Segment Open

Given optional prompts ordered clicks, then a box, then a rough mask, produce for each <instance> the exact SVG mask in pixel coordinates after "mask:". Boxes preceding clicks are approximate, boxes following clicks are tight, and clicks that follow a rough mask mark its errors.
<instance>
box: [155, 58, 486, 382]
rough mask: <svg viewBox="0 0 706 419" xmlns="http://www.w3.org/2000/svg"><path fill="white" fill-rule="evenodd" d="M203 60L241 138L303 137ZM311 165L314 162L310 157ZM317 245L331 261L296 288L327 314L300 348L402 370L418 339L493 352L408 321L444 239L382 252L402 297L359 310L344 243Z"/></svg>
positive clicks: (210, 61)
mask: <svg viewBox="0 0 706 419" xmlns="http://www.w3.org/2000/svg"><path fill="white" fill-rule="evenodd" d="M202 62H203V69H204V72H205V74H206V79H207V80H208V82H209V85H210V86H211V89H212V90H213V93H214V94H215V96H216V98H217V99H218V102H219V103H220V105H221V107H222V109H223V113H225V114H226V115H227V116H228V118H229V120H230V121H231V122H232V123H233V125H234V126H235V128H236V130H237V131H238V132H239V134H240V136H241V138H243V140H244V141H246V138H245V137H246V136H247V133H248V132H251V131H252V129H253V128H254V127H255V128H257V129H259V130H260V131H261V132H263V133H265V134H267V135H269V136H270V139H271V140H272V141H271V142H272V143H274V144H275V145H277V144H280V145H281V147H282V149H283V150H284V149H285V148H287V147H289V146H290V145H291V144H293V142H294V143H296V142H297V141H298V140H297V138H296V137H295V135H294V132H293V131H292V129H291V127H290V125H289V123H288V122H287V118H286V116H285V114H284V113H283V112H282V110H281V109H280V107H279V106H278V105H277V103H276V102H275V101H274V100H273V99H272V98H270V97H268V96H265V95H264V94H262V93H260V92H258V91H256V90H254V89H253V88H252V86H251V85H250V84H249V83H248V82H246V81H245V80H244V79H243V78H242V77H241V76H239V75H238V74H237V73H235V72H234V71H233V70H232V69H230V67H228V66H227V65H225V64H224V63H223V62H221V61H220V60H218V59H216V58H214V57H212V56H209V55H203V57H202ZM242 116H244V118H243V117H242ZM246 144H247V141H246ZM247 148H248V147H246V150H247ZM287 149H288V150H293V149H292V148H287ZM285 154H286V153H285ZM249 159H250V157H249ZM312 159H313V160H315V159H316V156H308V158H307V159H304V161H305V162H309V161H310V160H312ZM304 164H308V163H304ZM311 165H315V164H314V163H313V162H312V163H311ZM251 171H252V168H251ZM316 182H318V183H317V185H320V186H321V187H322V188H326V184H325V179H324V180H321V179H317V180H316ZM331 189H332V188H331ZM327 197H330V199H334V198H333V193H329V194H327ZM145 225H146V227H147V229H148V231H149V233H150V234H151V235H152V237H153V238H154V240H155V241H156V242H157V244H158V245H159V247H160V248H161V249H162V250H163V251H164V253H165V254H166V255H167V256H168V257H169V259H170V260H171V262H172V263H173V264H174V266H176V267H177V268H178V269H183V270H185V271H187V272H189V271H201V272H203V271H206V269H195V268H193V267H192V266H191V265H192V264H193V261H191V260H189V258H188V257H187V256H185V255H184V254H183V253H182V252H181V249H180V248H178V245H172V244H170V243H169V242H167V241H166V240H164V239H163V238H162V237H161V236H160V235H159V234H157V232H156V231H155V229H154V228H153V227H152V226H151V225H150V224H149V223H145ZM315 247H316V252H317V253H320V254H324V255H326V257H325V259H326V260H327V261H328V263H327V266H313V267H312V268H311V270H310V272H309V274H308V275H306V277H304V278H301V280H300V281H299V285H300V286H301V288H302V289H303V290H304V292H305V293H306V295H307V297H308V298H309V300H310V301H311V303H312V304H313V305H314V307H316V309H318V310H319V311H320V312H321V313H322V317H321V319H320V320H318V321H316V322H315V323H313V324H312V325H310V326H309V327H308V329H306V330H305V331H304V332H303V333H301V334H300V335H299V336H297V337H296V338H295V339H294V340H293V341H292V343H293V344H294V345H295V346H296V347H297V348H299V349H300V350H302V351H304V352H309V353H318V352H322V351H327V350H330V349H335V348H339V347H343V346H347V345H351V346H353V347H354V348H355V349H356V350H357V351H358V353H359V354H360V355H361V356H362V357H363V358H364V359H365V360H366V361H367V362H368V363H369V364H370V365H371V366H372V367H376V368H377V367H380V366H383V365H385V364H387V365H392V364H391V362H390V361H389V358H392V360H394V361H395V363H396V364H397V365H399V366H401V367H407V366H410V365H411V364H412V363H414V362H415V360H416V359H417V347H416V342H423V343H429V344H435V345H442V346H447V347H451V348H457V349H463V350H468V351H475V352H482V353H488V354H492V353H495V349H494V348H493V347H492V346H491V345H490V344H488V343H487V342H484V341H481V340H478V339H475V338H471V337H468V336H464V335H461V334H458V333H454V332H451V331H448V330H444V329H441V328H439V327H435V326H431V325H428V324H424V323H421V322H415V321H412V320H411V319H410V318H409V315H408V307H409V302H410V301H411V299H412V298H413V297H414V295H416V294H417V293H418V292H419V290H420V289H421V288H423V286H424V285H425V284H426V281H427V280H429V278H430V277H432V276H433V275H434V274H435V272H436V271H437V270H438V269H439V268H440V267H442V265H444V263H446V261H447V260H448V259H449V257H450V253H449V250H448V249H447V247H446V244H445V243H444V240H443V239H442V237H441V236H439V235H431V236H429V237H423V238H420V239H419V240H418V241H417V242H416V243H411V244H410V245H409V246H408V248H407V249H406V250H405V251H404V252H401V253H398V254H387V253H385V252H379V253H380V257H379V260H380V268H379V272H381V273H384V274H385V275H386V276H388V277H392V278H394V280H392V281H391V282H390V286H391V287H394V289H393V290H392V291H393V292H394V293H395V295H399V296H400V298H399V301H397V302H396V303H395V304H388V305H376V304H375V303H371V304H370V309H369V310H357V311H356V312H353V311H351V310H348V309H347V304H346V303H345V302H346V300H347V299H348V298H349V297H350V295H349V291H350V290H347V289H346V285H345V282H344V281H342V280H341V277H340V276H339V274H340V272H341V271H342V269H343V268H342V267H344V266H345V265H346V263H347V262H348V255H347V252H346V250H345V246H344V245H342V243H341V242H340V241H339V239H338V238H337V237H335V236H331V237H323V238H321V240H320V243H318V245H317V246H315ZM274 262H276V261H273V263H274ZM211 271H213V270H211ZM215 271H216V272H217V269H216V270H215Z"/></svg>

Segment Closed

--- WHAT IS REQUIRED ---
Give the count of lines in the entries above that hold the word "clicks", with no other words.

--- SOLUTION ---
2